### [Tasks]
a. Reproduce the passage on climate change and clean energy word for word, in full.
b. Convert everything in the listing from the line containing "The client would like the striped" down to the line containing "[202,349,227,383]", both included, into a JSON list of strings with one string per line and blank lines omitted.

### [Excerpt provided]
---

Change is coming regardless of how we proceed. Doing nothing guarantees large-scale resource conflicts, climate refugee migrations from the global south to the global north, and mass starvation. Dealing with the problem in the future will be exceedingly more difficult, not to mention expensive, than making important changes immediately. The only question is what changes are necessary to address the scale of the problem facing humanity? Do we pursue strategies that allow us to maintain our current standard of living, consuming comparable amounts of (zero-carbon) energy? Or do we accept fundamental changes to humanity’s relationship to energy?
 
In his new book, The Wizard and the Prophet: Two Remarkable Scientists and Their Conflicting Visions of the Future of Our Planet, Charles C. Mann uses the life, work, and ideologies of Norman Borlaug (the Wizard) and William Vogt (the Prophet) to offer two typologies of twentieth century environmental science and thought. Borlaug represents the school of thought that believed technology could solve all of humanity’s environmental problems, which Mann refers to as “techno-optimism.” Vogt, by contrast, represents a fundamentally different attitude that saw only a drastic reduction in consumption as the key to solving environmental problems, which Mann (borrowing from demographer Betsy Hartmann) refers to as “apocalyptic environmentalism.”[3]
 
In the industrialized countries of the world, the techno-optimist approach enjoys the greatest support. Amongst those who think “technology will save us,” decarbonizing the economy means replacing fossil fuel energy with “clean” energy (i.e. energy that does not emit GHGs). Hydropower has nearly reached it global potential, and simply cannot replace fossil fuel energy. Solar, wind, and to some extent geothermal, are rapidly growing technological options for replacing fossil fuel energy. And as this series reveals, some debate exists over whether nuclear can ever play a meaningful role in a twenty-first century energy transition.
 
The quest for new clean energy pathways aims to rid the developed world of the blame for causing climate change without the need to fundamentally change the way of life responsible for climate change. In short, those advocating for clean energy hope to cleanse their moral culpability as much as the planet’s atmosphere. This is the crux of the climate change crisis and the challenge of how to respond to it. It is not a technical problem. It is a moral and ethical problem – the biggest the world has ever faced.

---

### [Task inputs]
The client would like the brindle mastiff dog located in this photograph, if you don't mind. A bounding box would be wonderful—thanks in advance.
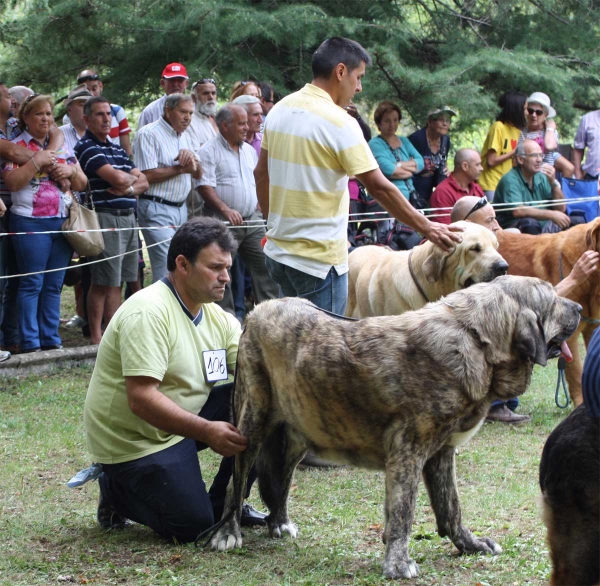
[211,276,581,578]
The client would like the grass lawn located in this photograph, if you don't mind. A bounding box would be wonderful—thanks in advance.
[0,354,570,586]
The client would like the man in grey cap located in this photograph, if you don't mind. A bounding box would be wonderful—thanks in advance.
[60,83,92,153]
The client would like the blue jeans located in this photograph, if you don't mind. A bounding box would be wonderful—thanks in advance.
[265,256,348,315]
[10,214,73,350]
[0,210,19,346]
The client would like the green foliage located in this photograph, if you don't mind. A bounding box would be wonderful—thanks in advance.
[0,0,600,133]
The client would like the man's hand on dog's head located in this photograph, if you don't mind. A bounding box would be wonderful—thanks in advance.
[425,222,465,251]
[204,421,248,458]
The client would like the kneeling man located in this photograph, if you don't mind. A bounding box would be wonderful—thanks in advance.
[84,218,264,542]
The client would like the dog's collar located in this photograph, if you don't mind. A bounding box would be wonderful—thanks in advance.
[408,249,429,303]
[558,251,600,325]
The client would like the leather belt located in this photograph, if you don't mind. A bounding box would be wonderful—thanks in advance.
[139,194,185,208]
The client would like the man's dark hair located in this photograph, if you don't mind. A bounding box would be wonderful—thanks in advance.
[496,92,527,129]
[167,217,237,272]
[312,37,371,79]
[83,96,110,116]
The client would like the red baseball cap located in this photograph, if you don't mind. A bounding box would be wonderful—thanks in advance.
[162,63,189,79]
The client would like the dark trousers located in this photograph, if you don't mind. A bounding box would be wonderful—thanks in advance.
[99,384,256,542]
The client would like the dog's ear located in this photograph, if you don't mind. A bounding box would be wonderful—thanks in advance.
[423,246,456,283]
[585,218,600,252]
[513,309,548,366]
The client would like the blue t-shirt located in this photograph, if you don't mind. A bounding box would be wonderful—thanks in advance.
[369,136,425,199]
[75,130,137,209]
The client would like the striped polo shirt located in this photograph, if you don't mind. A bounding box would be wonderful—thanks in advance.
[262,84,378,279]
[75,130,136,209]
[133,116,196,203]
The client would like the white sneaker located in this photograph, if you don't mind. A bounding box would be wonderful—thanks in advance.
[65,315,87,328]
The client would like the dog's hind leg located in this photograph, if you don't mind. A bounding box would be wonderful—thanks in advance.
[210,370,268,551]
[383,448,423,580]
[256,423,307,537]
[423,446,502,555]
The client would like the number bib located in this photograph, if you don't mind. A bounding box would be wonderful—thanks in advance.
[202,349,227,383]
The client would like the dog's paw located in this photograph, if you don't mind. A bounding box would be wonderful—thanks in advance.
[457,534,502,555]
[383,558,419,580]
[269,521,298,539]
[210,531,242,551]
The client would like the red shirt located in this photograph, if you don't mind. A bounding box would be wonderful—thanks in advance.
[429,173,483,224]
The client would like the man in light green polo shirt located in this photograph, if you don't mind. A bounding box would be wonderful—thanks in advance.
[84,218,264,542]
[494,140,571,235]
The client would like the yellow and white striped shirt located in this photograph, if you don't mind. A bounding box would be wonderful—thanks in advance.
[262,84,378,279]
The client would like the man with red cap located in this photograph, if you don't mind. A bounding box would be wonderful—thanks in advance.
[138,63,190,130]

---

### [The solutions]
a.
Change is coming regardless of how we proceed. Doing nothing guarantees large-scale resource conflicts, climate refugee migrations from the global south to the global north, and mass starvation. Dealing with the problem in the future will be exceedingly more difficult, not to mention expensive, than making important changes immediately. The only question is what changes are necessary to address the scale of the problem facing humanity? Do we pursue strategies that allow us to maintain our current standard of living, consuming comparable amounts of (zero-carbon) energy? Or do we accept fundamental changes to humanity’s relationship to energy?
 
In his new book, The Wizard and the Prophet: Two Remarkable Scientists and Their Conflicting Visions of the Future of Our Planet, Charles C. Mann uses the life, work, and ideologies of Norman Borlaug (the Wizard) and William Vogt (the Prophet) to offer two typologies of twentieth century environmental science and thought. Borlaug represents the school of thought that believed technology could solve all of humanity’s environmental problems, which Mann refers to as “techno-optimism.” Vogt, by contrast, represents a fundamentally different attitude that saw only a drastic reduction in consumption as the key to solving environmental problems, which Mann (borrowing from demographer Betsy Hartmann) refers to as “apocalyptic environmentalism.”[3]
 
In the industrialized countries of the world, the techno-optimist approach enjoys the greatest support. Amongst those who think “technology will save us,” decarbonizing the economy means replacing fossil fuel energy with “clean” energy (i.e. energy that does not emit GHGs). Hydropower has nearly reached it global potential, and simply cannot replace fossil fuel energy. Solar, wind, and to some extent geothermal, are rapidly growing technological options for replacing fossil fuel energy. And as this series reveals, some debate exists over whether nuclear can ever play a meaningful role in a twenty-first century energy transition.
 
The quest for new clean energy pathways aims to rid the developed world of the blame for causing climate change without the need to fundamentally change the way of life responsible for climate change. In short, those advocating for clean energy hope to cleanse their moral culpability as much as the planet’s atmosphere. This is the crux of the climate change crisis and the challenge of how to respond to it. It is not a technical problem. It is a moral and ethical problem – the biggest the world has ever faced.

b.
[
  "The client would like the striped polo shirt located in this photograph, if you don't mind. A bounding box would be wonderful—thanks in advance.",
  "[262,84,378,279]",
  "[75,130,136,209]",
  "[133,116,196,203]",
  "The client would like the white sneaker located in this photograph, if you don't mind. A bounding box would be wonderful—thanks in advance.",
  "[65,315,87,328]",
  "The client would like the dog's hind leg located in this photograph, if you don't mind. A bounding box would be wonderful—thanks in advance.",
  "[210,370,268,551]",
  "[383,448,423,580]",
  "[256,423,307,537]",
  "[423,446,502,555]",
  "The client would like the number bib located in this photograph, if you don't mind. A bounding box would be wonderful—thanks in advance.",
  "[202,349,227,383]"
]